• Tasks to carry out:
1 - In the excerpt on samba, which two new instruments did the pagode bring in?
2 - Pick up the passage on samba and pagode after its final sentence and continue it in the same style.

• Excerpt:
_ _ _ _

In the beginning of the eighties, after having been sent to the underground due to styles like disco and Brazilian rock, Samba reappeared in the media with a musical movement created in the suburbs of Rio de Janeiro. It was the pagode, a renewed samba, with new instruments, like the banjo and the tantan, and a new language, more popular, filled with slang.

The most popular names were Zeca Pagodinho, Almir Guineto, Grupo Fundo de Quintal, Jorge Aragão, and Jovelina Pérola Negra. Various samba schools have been founded throughout Brazil.

A samba school combines the dancing and party fun of a night club with the gathering place of a social club and the community feeling of a volunteer group. During the spectacular Rio Carnival famous samba schools parade in the Sambódromo. An event that should not be missed.

_ _ _ _

(Region pointing data)
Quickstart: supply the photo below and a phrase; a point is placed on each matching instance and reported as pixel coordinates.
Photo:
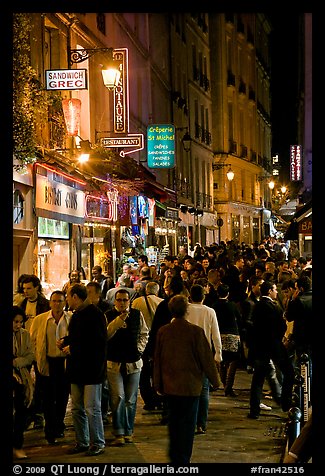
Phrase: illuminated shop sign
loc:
(60, 200)
(66, 79)
(295, 163)
(161, 146)
(100, 207)
(121, 92)
(49, 228)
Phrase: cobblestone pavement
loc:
(230, 438)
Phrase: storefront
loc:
(301, 229)
(23, 222)
(60, 210)
(185, 230)
(98, 235)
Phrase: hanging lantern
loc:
(71, 111)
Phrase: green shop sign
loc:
(161, 146)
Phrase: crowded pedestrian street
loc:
(231, 437)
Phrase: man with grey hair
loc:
(147, 304)
(125, 283)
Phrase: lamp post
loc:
(230, 174)
(111, 74)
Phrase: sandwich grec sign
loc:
(66, 79)
(161, 146)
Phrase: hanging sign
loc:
(161, 146)
(133, 141)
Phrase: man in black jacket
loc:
(127, 338)
(86, 346)
(268, 328)
(35, 303)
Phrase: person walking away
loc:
(19, 293)
(147, 304)
(74, 278)
(86, 346)
(23, 357)
(47, 328)
(268, 329)
(228, 319)
(106, 282)
(182, 358)
(127, 338)
(163, 316)
(35, 303)
(125, 283)
(206, 318)
(95, 297)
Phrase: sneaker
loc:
(95, 450)
(252, 416)
(118, 441)
(78, 449)
(200, 431)
(230, 393)
(19, 454)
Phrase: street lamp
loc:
(111, 74)
(230, 174)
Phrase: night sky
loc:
(284, 85)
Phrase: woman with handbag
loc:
(23, 386)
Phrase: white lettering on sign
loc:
(66, 79)
(295, 163)
(59, 198)
(121, 98)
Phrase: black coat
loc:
(87, 337)
(268, 328)
(299, 311)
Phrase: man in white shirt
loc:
(206, 318)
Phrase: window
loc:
(18, 204)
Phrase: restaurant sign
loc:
(161, 146)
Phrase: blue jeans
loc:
(182, 414)
(87, 415)
(202, 414)
(123, 394)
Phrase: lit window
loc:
(18, 203)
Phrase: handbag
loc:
(230, 342)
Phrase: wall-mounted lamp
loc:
(230, 174)
(85, 150)
(183, 208)
(186, 140)
(111, 73)
(271, 183)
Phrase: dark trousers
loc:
(263, 368)
(56, 390)
(20, 415)
(181, 426)
(147, 392)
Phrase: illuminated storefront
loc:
(60, 209)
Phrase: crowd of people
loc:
(102, 343)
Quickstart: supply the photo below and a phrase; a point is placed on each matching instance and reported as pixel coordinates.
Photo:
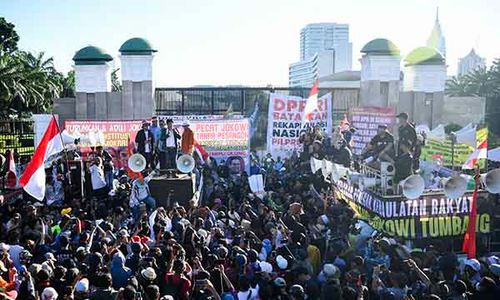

_ _ _ _

• Set of answers:
1 - The banjo and the tantan.

2 -
Axé

This is not exactly about a style or musical movement, but rather about a useful brand name given to artists from Salvador who made music upon northeastern Brazilian, Caribbean and African rhythms with a pop-rock twist, which helped them take over the Brazilian hit parades since 1992.

Axé is a ritual greeting used in Candomblé and Umbanda religions, and means “good vibration.” The word music was attached to Axé, used as slang within the local music biz, by a journalist who intended to create a derogatory term for the pretentious dance-driven style.

As singer Daniela Mercury began her rise to stardom in Rio and São Paulo, anything coming from Salvador would be labeled Axé Music. Soon, the artists became oblivious to the derogatory origins of the term and started taking advantage of it. With the media pushing it forward, the soundtrack of Carnival in Salvador quickly spread over the country (through off-season Carnival shindigs), strengthening its industrial potentials and producing year-round hits along the 90s.

Tested within the height of Carnival heat, Axé songs have been commercially successful in Brazil throughout the past decade. The year 1998 was particularly fortunate for the artists from Bahia: together, Daniela Mercury, Ivete Sangalo, Chiclete com Banana, Araketu, Cheiro de Amor and É o Tchan sold over 3.4 million records.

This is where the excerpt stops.